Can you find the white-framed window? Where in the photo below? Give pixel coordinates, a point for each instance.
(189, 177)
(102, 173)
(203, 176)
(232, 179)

### Problem description
Each line of the material above is to be retyped verbatim.

### Exercise output
Can you find the white-framed window? Where in the photo below? Give pixel coordinates, a point for each instance.
(189, 177)
(102, 173)
(203, 176)
(232, 179)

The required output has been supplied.